PASSAGE -
Skip to main content

WordLlama Embedding Utility

Project description

WordLlama

WordLlama is a fast, lightweight NLP toolkit that handles tasks like fuzzy-deduplication, similarity and ranking with minimal inference-time dependencies and optimized for CPU hardware.

Word Llama

Table of Contents

Quick Start

Install:

pip install wordllama

Load the 256-dim model.

from wordllama import WordLlama

# Load the default WordLlama model
wl = WordLlama.load()

# Calculate similarity between two sentences
similarity_score = wl.similarity("i went to the car", "i went to the pawn shop")
print(similarity_score)  # Output: 0.06641249096796882

# Rank documents based on their similarity to a query
query = "i went to the car"
candidates = ["i went to the park", "i went to the shop", "i went to the truck", "i went to the vehicle"]
ranked_docs = wl.rank(query, candidates)
print(ranked_docs)
# Output:
# [
#   ('i went to the vehicle', 0.7441646856486314),
#   ('i went to the truck', 0.2832691551894259),
#   ('i went to the shop', 0.19732814982305436),
#   ('i went to the park', 0.15101404519322253)
# ]

# additional inference methods
wl.deduplicate(candidates, threshold=0.8) # fuzzy deduplication
wl.cluster(docs, k=5, max_iterations=100, tolerance=1e-4) # labels using kmeans/kmeans++ init
wl.filter(query, candidates, threshold=0.3) # filter candidates based on query
wl.topk(query, candidates, k=3) # return topk strings based on query

What is it?

WordLlama is a utility for NLP and word embedding model that recycles components from large language models (LLMs) to create efficient and compact word representations (such as GloVe, Word2Vec or FastText). WordLlama begins by extracting the token embedding codebook from a state-of-the-art LLM (e.g., LLama3 70B), and training a small context-less model in a general purpose embedding framework.

WordLlama improves on all MTEB benchmarks above word models like GloVe 300d, while being substantially smaller in size (16MB default model @ 256-dim vs >2GB).

Features of WordLlama include:

  1. Matryoshka Representations: Truncate embedding dimension as needed.
  2. Low Resource Requirements: A simple token lookup with average pooling, enables this to operate fast on CPU.
  3. Binarization: Models trained using the straight through estimator can be packed to small integer arrays for even faster hamming distance calculations. (coming soon)
  4. Numpy-only inference: Lightweight and simple.

WORK REQUIRED -
According to the WordLlama page, why can WordLlama run fast on CPU hardware? Answer in one to three sentences. The rows after the WordLlama page are separate material and are not part of it.

DATASET ENTRIES -
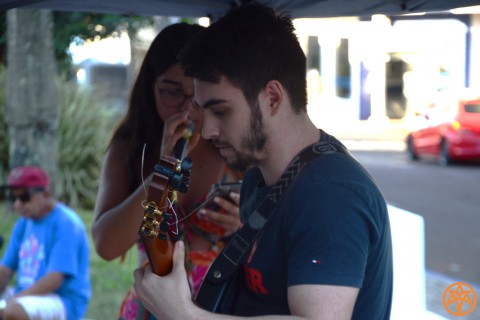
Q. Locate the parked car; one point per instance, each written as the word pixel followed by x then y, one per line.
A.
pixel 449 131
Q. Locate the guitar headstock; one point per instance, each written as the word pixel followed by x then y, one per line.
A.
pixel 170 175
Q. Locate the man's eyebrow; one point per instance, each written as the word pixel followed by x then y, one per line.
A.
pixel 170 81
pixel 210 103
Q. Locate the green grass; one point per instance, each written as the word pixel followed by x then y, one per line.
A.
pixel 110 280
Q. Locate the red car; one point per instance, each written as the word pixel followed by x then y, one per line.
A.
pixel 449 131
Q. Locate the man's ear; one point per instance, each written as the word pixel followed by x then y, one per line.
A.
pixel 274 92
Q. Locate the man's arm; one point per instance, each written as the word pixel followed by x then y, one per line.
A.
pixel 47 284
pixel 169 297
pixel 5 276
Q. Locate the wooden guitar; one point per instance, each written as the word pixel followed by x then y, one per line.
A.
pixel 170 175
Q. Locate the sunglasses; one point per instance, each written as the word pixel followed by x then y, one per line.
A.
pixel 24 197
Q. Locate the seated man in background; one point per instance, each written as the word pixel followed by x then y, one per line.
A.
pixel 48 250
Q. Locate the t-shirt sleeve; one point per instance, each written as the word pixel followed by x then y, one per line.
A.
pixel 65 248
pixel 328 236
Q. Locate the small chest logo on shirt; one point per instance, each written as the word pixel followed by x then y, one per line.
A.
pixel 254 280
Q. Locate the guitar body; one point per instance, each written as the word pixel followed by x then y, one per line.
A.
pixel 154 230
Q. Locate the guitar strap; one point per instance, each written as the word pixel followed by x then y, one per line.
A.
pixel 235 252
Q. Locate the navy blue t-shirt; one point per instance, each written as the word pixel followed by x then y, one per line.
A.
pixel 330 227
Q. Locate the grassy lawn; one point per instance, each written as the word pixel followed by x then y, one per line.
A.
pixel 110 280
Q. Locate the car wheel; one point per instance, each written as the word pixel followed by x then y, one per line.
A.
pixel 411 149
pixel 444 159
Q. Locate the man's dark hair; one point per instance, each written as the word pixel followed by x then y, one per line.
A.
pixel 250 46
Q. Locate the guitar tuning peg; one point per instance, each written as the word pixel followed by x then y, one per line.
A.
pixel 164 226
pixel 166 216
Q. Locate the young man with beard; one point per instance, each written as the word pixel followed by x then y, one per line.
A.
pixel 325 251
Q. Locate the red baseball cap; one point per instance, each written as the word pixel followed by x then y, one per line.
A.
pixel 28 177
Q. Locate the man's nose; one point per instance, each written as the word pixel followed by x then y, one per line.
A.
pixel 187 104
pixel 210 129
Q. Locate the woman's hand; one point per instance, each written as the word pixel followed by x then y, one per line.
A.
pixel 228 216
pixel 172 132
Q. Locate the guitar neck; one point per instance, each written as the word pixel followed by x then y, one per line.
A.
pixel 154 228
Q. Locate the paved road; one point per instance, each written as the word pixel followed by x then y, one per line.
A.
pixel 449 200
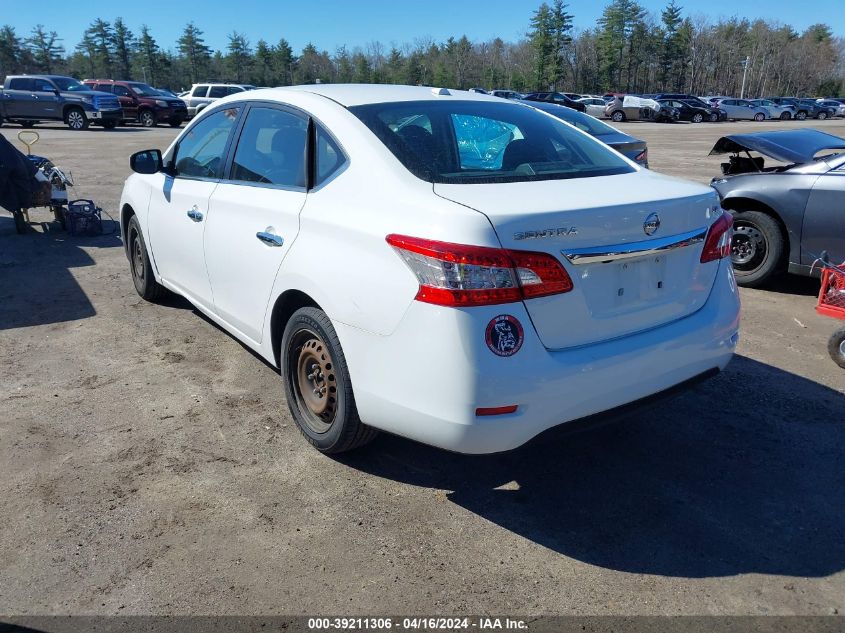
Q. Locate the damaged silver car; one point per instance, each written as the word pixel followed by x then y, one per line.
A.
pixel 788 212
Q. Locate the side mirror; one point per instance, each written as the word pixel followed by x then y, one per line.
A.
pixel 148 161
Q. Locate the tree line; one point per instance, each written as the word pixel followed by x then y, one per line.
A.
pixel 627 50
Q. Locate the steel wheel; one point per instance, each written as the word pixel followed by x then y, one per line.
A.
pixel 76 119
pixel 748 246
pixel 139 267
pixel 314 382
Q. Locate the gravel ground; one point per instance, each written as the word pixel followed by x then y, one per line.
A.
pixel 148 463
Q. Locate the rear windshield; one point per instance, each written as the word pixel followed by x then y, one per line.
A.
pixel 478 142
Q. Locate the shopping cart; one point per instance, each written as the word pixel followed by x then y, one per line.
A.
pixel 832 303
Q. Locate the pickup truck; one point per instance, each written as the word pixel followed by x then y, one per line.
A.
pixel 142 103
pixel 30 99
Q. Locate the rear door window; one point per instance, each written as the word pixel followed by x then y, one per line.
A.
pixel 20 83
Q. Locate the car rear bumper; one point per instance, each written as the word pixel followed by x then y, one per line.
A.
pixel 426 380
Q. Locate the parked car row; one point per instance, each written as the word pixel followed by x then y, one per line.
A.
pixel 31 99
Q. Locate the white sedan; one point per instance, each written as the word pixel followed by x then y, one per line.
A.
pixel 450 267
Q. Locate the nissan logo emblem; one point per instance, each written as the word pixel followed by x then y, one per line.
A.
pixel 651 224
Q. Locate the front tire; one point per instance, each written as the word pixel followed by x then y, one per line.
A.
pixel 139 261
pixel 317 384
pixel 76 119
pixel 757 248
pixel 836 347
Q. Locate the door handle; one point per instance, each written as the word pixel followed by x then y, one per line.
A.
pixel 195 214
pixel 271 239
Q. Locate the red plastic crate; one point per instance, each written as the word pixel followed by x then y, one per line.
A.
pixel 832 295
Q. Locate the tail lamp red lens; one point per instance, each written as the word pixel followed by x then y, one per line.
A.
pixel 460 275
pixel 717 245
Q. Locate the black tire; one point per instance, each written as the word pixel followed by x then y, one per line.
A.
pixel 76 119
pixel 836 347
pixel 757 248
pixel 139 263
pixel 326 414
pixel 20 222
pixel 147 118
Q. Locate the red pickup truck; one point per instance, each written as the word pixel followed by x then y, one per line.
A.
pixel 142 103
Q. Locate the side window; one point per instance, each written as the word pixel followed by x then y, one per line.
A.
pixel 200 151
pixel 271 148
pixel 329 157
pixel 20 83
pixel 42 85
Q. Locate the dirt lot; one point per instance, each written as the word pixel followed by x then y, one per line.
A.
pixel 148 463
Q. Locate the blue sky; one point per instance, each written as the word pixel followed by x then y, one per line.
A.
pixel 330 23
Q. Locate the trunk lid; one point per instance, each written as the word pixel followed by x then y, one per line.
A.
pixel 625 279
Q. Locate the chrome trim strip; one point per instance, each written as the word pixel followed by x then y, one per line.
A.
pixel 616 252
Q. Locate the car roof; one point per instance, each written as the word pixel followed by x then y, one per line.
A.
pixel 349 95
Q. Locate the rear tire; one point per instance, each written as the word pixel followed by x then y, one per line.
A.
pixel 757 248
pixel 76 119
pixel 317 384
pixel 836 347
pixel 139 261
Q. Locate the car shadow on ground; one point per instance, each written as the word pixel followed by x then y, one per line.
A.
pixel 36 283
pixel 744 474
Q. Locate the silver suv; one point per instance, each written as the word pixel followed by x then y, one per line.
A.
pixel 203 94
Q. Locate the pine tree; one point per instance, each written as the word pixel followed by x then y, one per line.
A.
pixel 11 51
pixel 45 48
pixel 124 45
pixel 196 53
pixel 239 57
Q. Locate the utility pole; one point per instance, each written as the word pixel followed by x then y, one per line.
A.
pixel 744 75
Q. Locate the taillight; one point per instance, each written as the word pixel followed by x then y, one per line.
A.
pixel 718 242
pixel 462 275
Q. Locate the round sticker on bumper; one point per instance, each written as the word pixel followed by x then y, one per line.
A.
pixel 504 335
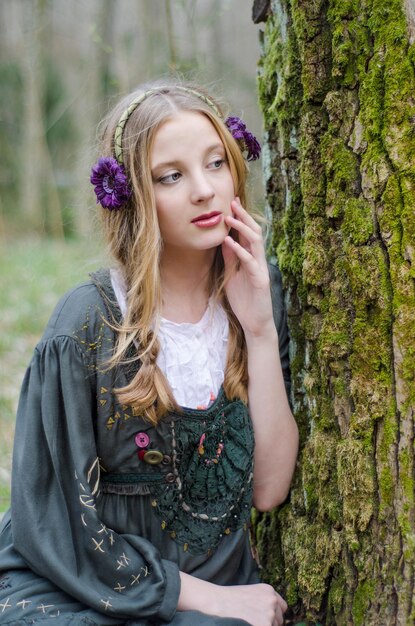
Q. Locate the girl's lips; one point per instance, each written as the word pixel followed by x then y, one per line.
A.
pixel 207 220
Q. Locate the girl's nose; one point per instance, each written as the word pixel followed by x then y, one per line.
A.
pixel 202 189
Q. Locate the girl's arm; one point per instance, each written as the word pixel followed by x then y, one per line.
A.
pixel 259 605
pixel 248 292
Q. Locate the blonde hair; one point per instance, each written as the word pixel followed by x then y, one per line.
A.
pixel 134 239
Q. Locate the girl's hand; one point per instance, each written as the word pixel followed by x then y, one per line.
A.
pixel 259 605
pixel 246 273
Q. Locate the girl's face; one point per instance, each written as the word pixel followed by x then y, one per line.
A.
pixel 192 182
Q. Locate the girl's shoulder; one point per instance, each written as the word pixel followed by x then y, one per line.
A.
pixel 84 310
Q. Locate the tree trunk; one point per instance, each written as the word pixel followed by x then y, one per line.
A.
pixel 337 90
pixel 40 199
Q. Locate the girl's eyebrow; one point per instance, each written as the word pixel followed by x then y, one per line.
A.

EXERCISE SOLUTION -
WordLlama has low resource requirements because it works by a simple token lookup with average pooling. That simplicity lets it operate fast on a CPU.